**Stated task**
Reproduce the listing below line for line, changing nothing.

Excerpts from location labeling data:
______________________________

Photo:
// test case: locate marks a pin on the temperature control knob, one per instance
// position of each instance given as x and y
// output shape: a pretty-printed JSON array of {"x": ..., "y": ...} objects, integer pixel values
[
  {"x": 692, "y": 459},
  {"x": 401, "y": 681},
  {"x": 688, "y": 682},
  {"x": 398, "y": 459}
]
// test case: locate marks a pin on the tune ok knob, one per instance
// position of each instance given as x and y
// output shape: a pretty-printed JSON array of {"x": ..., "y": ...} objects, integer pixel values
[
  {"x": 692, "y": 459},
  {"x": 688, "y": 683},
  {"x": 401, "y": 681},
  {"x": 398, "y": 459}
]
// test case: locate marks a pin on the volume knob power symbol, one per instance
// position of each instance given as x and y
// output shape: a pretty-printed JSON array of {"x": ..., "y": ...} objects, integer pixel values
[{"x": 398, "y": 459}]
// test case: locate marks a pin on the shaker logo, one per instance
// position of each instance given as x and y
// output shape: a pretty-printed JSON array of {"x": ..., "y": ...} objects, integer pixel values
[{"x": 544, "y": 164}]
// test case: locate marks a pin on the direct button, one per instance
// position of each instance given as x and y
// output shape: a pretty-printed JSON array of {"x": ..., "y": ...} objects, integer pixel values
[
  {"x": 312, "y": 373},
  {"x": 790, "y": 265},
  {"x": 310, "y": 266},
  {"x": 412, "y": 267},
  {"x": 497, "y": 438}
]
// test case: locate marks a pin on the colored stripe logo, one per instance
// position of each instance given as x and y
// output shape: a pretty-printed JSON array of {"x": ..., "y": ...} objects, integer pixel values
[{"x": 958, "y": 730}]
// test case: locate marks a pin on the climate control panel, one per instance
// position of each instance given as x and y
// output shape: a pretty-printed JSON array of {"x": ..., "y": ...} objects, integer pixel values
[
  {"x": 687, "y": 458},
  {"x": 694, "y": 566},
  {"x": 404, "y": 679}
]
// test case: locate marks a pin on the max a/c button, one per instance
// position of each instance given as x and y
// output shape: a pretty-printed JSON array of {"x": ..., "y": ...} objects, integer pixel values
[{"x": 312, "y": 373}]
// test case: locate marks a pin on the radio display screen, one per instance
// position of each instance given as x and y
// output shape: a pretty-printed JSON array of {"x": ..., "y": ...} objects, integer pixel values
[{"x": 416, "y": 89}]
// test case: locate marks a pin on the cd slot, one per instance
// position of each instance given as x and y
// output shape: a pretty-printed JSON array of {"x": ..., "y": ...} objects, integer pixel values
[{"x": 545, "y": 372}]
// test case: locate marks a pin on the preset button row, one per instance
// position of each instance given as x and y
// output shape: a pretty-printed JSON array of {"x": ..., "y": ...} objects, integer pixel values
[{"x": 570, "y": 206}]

______________________________

**Answer for this exercise**
Photo:
// test case: locate marks a pin on the temperature control knob, one per instance
// position of each instance given as x and y
// output shape: a pretty-printed JSON array of {"x": ..., "y": ...} objects, integer pixel values
[
  {"x": 692, "y": 459},
  {"x": 401, "y": 681},
  {"x": 688, "y": 682},
  {"x": 398, "y": 459}
]
// test case: locate marks a pin on the tune ok knob, one per instance
// position of each instance given as x and y
// output shape: a pretty-printed JSON array of {"x": ..., "y": ...} objects, integer pixel values
[
  {"x": 692, "y": 459},
  {"x": 688, "y": 683},
  {"x": 401, "y": 681},
  {"x": 398, "y": 459}
]
// test case: locate marks a pin on the volume knob power symbol, one per instance
// position of each instance given as x and y
// output shape: a pretty-printed JSON array of {"x": ..., "y": ...} objects, integer pixel values
[{"x": 398, "y": 459}]
// test case: locate marks a pin on the shaker logo, one per instance
// position of each instance given as x and y
// output shape: a pretty-printed JSON array of {"x": ..., "y": ...} objects, integer pixel values
[{"x": 544, "y": 164}]
// test case: locate marks a pin on the direct button, one per instance
// position of each instance given as x and y
// output shape: a pretty-printed JSON array of {"x": ..., "y": ...} objects, integer pixel values
[
  {"x": 312, "y": 373},
  {"x": 790, "y": 265},
  {"x": 310, "y": 266},
  {"x": 412, "y": 267},
  {"x": 497, "y": 438}
]
// test case: locate marks a pin on the colored stripe logo, one per instance
// position of each instance given as x and y
// output shape: a pretty-printed JSON array of {"x": ..., "y": ...} objects, integer pixel values
[{"x": 958, "y": 730}]
// test case: locate marks a pin on the climate control panel, one per instance
// position of each instance given as x and y
// output shape: a pretty-printed JSON array of {"x": ..., "y": ...} objects, integer pixel values
[
  {"x": 687, "y": 458},
  {"x": 694, "y": 566},
  {"x": 404, "y": 679}
]
// test case: locate marks a pin on the max a/c button, one per instance
// position of each instance given as x and y
// output shape: a pretty-printed JSON array of {"x": ..., "y": ...} objects, integer pixel values
[{"x": 312, "y": 373}]
// test case: locate marks a pin on the radio display screen, one per instance
// position of each instance given as x and y
// output shape: a pretty-printed JSON array of {"x": ..., "y": ...} objects, integer pixel values
[{"x": 416, "y": 89}]
// test case: locate marks a pin on the cd slot, one per instance
// position of each instance given as x and y
// output shape: a pretty-printed JSON array of {"x": ..., "y": ...} objects, integer pixel values
[{"x": 545, "y": 372}]
// test case: locate marks a pin on the preset button row, one per instance
// position of each instance given as x and y
// output shape: a pretty-printed JSON array of {"x": ..., "y": ...} objects, integer pixel values
[{"x": 570, "y": 206}]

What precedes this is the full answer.